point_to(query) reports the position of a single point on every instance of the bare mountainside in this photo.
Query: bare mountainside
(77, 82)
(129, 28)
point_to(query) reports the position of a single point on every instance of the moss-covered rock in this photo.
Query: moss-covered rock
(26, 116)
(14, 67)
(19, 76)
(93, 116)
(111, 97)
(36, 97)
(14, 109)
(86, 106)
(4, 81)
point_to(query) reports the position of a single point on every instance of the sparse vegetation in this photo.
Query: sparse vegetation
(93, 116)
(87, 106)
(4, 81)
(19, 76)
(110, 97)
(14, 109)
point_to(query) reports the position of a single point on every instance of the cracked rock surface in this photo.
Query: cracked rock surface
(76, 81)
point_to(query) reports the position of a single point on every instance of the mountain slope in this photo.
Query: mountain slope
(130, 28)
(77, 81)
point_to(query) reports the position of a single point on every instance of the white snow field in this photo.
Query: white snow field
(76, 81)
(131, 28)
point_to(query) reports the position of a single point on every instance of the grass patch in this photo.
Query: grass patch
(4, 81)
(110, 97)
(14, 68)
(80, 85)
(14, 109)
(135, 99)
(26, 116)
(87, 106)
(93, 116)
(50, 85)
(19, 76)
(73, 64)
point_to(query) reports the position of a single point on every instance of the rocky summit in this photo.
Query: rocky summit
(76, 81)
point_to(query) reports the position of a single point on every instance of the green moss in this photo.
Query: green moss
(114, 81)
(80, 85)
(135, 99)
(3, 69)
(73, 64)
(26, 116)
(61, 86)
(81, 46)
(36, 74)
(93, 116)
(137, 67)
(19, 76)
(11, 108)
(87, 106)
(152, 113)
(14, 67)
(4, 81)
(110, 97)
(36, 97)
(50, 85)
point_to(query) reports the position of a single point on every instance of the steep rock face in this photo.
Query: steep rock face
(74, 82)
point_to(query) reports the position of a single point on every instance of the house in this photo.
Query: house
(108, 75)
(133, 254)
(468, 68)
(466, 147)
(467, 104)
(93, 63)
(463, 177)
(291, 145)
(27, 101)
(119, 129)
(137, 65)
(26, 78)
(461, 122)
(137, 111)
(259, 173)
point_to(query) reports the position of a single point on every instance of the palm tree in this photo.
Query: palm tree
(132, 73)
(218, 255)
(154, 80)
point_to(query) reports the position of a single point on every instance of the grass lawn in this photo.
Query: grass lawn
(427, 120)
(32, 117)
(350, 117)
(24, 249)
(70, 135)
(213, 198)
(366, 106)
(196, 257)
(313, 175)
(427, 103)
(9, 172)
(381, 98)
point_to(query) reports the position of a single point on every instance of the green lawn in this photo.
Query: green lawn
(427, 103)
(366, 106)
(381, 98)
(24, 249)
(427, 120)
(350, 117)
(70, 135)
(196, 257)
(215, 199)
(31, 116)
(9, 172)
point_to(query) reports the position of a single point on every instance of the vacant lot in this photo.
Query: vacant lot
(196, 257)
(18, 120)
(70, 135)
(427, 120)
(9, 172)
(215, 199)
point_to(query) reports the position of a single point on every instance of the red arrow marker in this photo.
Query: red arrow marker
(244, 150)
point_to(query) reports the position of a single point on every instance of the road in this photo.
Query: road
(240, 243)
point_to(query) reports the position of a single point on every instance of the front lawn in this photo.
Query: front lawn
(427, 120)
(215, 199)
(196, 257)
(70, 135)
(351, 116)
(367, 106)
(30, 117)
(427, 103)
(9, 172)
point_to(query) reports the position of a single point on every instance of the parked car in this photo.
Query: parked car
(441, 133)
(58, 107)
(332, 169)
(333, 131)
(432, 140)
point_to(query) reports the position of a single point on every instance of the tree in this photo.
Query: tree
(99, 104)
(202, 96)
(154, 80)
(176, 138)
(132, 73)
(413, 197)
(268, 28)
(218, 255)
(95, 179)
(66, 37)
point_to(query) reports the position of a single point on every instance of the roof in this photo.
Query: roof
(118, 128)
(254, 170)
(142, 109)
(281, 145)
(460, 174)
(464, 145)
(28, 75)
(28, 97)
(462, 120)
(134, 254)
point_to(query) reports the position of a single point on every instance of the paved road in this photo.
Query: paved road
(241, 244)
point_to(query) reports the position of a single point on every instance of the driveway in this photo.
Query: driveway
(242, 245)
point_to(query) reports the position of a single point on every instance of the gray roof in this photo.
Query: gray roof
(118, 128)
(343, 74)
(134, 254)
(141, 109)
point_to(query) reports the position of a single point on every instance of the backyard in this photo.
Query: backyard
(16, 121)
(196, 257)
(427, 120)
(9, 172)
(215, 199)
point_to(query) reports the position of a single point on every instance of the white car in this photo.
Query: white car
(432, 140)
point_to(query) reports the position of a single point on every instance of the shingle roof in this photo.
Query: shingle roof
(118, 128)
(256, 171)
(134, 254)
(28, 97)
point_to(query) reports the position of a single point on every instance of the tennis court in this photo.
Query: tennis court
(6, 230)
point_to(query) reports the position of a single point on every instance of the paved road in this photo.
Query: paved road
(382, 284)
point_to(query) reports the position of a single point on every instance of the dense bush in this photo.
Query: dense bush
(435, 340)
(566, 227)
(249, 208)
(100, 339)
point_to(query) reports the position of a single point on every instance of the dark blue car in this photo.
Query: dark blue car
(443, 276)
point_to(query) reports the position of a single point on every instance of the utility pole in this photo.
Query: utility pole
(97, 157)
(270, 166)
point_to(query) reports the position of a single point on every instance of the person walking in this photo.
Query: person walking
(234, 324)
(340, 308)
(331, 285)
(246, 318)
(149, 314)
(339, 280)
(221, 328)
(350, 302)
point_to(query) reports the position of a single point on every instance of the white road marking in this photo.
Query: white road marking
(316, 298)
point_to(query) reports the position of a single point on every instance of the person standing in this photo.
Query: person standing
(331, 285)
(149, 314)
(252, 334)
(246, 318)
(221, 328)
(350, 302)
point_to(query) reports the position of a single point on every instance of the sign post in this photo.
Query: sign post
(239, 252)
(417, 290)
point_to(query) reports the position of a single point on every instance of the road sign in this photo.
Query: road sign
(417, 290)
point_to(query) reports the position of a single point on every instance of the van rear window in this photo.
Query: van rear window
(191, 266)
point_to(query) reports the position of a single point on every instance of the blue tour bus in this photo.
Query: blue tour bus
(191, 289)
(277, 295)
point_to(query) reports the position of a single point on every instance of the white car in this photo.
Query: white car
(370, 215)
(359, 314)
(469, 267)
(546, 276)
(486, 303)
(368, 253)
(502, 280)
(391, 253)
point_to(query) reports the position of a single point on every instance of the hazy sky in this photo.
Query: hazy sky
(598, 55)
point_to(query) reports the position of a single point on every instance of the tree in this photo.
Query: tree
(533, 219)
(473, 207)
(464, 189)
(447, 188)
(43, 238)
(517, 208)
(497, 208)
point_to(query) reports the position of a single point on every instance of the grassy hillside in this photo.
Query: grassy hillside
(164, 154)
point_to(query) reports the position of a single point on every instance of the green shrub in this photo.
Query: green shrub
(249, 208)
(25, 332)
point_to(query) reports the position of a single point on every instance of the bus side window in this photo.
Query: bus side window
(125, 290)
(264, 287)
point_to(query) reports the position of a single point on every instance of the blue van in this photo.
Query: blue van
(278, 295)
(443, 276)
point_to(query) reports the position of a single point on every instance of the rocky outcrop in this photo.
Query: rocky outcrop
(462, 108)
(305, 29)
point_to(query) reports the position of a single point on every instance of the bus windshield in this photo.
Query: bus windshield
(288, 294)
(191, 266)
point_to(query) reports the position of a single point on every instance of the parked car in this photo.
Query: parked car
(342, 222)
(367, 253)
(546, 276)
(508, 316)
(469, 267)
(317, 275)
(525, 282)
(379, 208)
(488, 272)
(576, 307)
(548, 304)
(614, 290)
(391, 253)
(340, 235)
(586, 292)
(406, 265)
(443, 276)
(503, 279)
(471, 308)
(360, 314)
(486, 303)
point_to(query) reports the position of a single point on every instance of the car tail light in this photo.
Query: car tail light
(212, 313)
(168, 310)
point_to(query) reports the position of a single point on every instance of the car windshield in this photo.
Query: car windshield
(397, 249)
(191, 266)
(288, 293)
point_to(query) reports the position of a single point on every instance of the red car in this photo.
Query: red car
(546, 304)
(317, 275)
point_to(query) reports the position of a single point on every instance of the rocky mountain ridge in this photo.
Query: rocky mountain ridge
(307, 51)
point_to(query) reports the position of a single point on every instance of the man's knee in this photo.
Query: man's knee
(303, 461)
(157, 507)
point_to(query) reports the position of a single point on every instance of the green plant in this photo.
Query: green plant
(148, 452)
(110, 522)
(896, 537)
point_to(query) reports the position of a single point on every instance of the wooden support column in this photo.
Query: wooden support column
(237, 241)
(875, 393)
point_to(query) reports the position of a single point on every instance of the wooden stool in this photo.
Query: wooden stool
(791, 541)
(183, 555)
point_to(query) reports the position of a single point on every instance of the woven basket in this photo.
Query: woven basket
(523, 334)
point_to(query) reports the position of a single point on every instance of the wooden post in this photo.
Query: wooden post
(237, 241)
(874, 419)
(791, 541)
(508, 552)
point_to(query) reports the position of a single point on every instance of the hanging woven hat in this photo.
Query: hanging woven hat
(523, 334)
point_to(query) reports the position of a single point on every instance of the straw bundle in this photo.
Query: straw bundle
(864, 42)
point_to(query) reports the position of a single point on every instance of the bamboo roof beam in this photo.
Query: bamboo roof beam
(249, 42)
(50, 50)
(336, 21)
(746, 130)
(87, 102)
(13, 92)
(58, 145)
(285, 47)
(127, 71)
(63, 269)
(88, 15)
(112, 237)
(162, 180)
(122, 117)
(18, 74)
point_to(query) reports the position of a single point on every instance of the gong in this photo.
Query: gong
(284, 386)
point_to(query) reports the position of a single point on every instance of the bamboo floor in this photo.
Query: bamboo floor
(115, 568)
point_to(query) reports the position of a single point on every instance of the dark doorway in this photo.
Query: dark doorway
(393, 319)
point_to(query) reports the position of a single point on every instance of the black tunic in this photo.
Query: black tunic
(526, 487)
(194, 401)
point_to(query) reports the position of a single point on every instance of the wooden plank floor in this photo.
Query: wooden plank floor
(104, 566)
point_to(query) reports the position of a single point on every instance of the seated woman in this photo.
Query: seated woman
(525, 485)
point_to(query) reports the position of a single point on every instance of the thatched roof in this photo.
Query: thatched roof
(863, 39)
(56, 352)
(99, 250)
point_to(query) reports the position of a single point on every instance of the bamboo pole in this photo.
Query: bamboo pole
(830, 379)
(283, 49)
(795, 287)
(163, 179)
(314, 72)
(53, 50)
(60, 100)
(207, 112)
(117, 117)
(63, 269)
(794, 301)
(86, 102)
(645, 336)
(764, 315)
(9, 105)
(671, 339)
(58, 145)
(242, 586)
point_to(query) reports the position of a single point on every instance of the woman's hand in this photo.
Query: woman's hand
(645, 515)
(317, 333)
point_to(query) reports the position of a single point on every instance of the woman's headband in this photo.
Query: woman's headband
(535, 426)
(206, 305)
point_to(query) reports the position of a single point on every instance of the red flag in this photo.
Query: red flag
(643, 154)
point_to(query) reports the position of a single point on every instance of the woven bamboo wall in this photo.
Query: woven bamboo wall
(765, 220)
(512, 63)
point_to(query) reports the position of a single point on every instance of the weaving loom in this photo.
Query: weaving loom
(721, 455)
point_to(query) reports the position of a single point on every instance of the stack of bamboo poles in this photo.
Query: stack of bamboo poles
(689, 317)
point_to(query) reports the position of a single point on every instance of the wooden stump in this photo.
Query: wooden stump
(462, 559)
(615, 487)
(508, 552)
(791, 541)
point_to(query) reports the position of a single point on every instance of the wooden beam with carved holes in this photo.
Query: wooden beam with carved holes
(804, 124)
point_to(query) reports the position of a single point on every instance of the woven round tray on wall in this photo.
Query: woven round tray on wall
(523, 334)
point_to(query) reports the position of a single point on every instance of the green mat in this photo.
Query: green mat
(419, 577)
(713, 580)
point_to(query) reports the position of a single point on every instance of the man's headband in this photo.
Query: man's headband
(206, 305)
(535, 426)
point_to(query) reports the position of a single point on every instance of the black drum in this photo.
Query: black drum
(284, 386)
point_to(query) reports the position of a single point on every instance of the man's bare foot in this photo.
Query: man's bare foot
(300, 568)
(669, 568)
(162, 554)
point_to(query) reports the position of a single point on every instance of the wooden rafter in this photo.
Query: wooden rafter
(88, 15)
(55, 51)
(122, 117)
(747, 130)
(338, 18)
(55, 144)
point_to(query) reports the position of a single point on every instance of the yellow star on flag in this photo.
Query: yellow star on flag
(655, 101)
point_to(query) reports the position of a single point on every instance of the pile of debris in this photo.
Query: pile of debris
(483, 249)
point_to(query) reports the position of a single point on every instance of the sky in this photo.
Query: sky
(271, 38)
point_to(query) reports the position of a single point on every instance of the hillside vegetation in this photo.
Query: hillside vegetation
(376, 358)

****

WORK INSTRUCTIONS: Reproduce verbatim every line from the one containing "debris in this photo." through the last line of the material, including both of those lines.

SOLVED EXERCISE:
point_to(query) reports the position of a single point on every instance of the pile of debris in this photo.
Query: pile of debris
(483, 249)
point_to(query) reports the position of a single point on every instance of the sky in this photo.
Query: sky
(271, 38)
point_to(query) reports the position of a single point on every instance of the hillside vegetation in this photo.
Query: hillside vegetation
(376, 358)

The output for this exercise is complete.